■ **给定文段**:
_ _ _ _ _ _ _
正如布鲁尔所说,考察和批判这种观点的关键首先在于认识到,它们实际上是把“内部历史”看成是自洽和自治的,在其看来,展示某科学发展的合理性特征本身就是为什么历史事件会发生的充分说明;其次还在于认识到,这种观点不仅认为其主张的合理重建是自治的,而且对于外部历史或者社会学的说明而言,这种内部历史还具有优先性,只有当内部历史的范围被划定之后,外部历史的范围才得以明确。[14](p10)实际上,布鲁尔强调科学知识本身的社会建构性,恰恰是基于对这种科学内部历史的自治性和随之而来的“内史”优先性假定的批判,而这一批判又导致了科学编史学上“内外史”界限的模糊和“内外史”划分的消解。

四、其他相关分析与评论

SSK之于科学的社会学分析以及随之可能带来的科学史“内外史”界限的消除,也引起了国内少数学者的注意,但他们对此所持的态度基本上是否定的。例如,有的学者认为,科学社会学、知识社会学和STS研究,就其个人看法,缺乏思想的深度,偏重了科学外部的社会性分析,如能注入科学思想的成分和哲理性的分析会更好些。[6](p63-64)此外,还有些学者肯定了SSK研究的价值,并从中看到了科学知识社会学和默顿学派对待科学合理性和科学知识本性的态度的不同,但认为在一定意义上SSK是用相对主义消解了在科学理性旗帜下“内外史”观点之争。[ ](p47)实际上,认为社会学的分析缺乏深度,本身就是在对科学知识、科学理性与内在逻辑性不可做社会学分析的观点的一种认可,并潜在地赋予社会学的“外史”研究以较低的地位。认为“内史”与“外史”的划分必须存在,认为SSK对“内外史”之争的消解来自于其相对主义的科学观等等,实际上都反映了对传统的科学理性、客观性、价值中立性、真理性与实在性的坚守,这种坚守又意味着对科学内在的发展逻辑做“内史”考察是可能的,并且是第一位的。

然而,在国际学术背景中,后库恩时期研究的整体趋势确已开始走向了将“内史论”和“外史论”相结合的道路,只不过这种结合更多地是将“内史”与“外史”的界限逐渐模糊和消除。例如,除了SSK的理论可以消解传统的“内史”与“外史”的划分之外,类似地,从女性主义的立场出发,同样可以对这一划分进行解构。在女性主义者看来,并不是科学研究的结果被政治家误用或滥用,而是社会政策的议程和价值已内在地包含于科学进程的选择、科学问题的概念化理解以及科学研究的结果中。[ ](p81)因而,科学本身即是社会建构的产物,为此也就不存在着对科学内在独立逻辑的某种真理性的挖掘,也不存在关于社会因素加于科学发展之上的某种作用关系的考察。正如女性主义科学哲学家哈丁所认为的,“内史论”与“外史论”之间的界限是人为的,两者之间的共同特点是赞同纯科学的认知结构是超验的和价值中立的,以科学与社会的虚假分离为前提,因此他们并没有为考察社会性别关系的变迁和延续对科学思想和实践的发展所产生的影响,留下认识论的空间。[17](p82)
_ _ _ _ _ _ _
■ **数据**:

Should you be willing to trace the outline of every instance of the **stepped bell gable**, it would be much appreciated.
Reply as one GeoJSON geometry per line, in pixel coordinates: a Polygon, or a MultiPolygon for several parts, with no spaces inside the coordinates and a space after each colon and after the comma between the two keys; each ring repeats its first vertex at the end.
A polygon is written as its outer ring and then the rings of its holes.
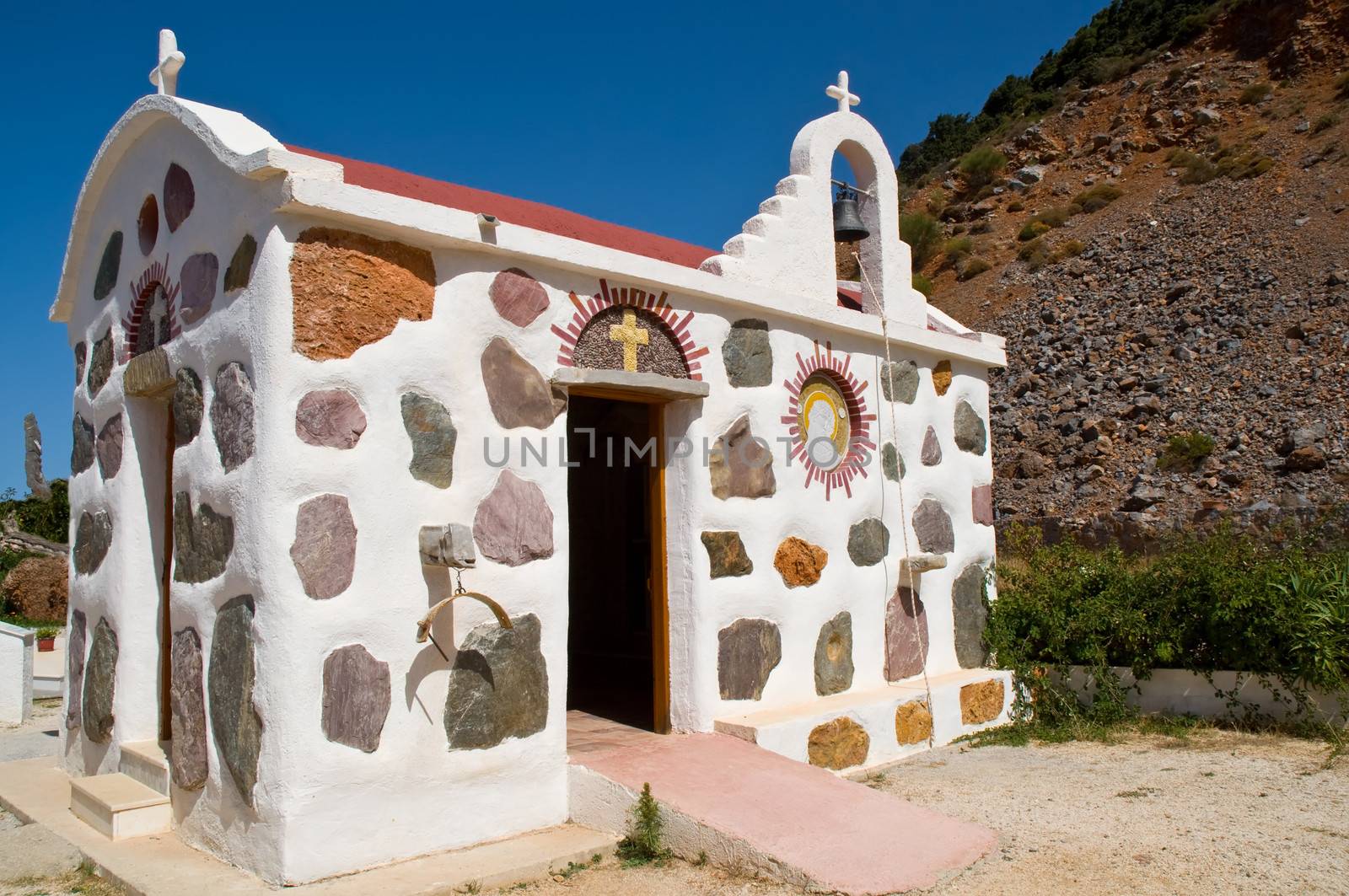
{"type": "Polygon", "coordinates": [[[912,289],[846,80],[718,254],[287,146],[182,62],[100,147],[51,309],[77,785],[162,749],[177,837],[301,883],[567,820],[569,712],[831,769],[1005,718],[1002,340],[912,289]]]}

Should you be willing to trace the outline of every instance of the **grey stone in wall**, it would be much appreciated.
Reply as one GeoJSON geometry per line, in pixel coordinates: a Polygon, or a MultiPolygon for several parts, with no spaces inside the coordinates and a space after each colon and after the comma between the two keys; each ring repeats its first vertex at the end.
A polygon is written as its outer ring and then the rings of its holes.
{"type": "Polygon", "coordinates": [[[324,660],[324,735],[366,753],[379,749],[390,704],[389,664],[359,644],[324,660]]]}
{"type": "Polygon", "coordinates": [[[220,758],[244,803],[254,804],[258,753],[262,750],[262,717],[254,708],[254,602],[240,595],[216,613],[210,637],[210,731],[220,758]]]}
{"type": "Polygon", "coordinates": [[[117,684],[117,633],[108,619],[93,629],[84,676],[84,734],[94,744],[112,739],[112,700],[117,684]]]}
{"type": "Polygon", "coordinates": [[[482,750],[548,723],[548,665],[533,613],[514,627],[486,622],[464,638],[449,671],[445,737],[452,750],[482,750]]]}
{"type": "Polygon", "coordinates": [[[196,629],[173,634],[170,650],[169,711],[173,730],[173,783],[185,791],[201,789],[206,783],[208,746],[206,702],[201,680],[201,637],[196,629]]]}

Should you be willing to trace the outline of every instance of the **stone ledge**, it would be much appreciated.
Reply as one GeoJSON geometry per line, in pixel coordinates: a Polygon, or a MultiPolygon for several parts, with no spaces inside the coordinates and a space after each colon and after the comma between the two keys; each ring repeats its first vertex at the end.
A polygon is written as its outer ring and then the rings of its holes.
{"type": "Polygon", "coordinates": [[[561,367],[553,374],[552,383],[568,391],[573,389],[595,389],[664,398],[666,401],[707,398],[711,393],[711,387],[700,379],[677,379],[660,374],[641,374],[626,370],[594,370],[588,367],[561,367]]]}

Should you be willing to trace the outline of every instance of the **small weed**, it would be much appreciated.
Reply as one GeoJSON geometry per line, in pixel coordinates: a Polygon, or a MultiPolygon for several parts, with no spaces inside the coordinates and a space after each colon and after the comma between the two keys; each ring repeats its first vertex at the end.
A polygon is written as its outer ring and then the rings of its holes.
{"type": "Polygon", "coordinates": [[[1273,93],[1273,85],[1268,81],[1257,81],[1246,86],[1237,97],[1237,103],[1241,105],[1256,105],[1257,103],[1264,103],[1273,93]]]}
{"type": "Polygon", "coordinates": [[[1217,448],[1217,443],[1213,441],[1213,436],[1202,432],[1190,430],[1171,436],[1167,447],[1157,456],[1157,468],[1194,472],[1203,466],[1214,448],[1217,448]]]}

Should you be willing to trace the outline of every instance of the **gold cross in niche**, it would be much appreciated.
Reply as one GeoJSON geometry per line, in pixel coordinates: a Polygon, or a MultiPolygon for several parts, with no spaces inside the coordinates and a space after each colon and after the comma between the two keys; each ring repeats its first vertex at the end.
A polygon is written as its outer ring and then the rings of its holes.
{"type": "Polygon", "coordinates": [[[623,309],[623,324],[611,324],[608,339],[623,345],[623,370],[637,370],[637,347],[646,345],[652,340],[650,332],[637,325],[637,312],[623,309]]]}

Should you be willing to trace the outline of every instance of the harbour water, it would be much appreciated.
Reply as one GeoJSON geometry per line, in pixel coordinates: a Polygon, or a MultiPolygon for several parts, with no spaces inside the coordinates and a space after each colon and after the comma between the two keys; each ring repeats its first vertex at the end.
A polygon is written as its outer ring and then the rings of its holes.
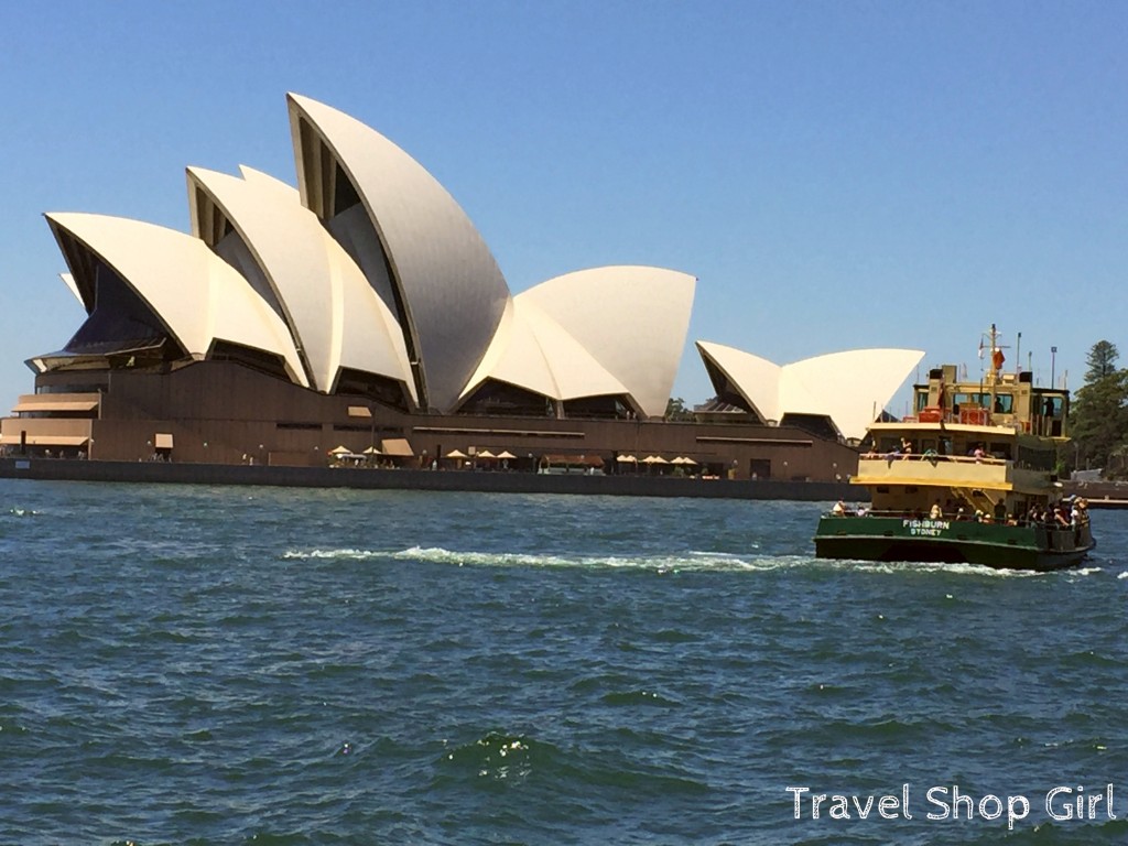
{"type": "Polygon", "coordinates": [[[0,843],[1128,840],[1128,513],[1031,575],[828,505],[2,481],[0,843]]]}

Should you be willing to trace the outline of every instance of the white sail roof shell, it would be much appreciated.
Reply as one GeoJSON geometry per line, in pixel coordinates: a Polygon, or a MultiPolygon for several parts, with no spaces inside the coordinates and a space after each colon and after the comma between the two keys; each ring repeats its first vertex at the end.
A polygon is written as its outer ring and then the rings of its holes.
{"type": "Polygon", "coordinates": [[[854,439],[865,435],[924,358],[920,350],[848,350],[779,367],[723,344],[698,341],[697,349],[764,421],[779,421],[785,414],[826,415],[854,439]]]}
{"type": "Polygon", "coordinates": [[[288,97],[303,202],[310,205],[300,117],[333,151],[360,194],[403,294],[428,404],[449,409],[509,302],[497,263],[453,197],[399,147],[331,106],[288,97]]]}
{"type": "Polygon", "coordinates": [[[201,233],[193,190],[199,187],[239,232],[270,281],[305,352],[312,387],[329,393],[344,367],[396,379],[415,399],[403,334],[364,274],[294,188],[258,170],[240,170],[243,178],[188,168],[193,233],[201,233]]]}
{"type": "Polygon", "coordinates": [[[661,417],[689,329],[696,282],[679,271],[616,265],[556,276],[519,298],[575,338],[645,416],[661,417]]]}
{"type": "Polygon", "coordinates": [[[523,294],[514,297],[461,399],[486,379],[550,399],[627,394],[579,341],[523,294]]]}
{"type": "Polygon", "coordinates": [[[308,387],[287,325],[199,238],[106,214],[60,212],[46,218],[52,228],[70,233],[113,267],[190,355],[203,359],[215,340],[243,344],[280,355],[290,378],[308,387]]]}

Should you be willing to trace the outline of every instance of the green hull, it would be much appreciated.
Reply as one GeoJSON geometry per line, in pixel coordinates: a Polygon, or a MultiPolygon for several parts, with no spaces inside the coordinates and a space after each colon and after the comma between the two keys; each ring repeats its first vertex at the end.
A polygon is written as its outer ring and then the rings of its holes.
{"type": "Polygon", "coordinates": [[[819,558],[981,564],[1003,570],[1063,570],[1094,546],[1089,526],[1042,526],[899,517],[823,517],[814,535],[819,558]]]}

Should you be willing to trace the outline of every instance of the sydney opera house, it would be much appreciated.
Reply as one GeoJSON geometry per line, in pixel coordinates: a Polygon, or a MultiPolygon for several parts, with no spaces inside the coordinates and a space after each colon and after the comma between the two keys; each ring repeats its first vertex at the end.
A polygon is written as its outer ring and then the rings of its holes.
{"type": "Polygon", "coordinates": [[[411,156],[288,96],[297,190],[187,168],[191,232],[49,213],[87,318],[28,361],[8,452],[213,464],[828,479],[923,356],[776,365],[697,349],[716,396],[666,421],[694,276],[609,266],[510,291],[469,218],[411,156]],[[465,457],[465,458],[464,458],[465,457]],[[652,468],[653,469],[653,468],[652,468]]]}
_ _ _ _ _ _ _
■ **作答说明**: 请把给定文段里从“SSK之于科学的社会学分析以”到“察是可能的,并且是第一位的。”这一段一字不差地抄录下来。

■ **作答区**:
SSK之于科学的社会学分析以及随之可能带来的科学史“内外史”界限的消除,也引起了国内少数学者的注意,但他们对此所持的态度基本上是否定的。例如,有的学者认为,科学社会学、知识社会学和STS研究,就其个人看法,缺乏思想的深度,偏重了科学外部的社会性分析,如能注入科学思想的成分和哲理性的分析会更好些。[6](p63-64)此外,还有些学者肯定了SSK研究的价值,并从中看到了科学知识社会学和默顿学派对待科学合理性和科学知识本性的态度的不同,但认为在一定意义上SSK是用相对主义消解了在科学理性旗帜下“内外史”观点之争。[ ](p47)实际上,认为社会学的分析缺乏深度,本身就是在对科学知识、科学理性与内在逻辑性不可做社会学分析的观点的一种认可,并潜在地赋予社会学的“外史”研究以较低的地位。认为“内史”与“外史”的划分必须存在,认为SSK对“内外史”之争的消解来自于其相对主义的科学观等等,实际上都反映了对传统的科学理性、客观性、价值中立性、真理性与实在性的坚守,这种坚守又意味着对科学内在的发展逻辑做“内史”考察是可能的,并且是第一位的。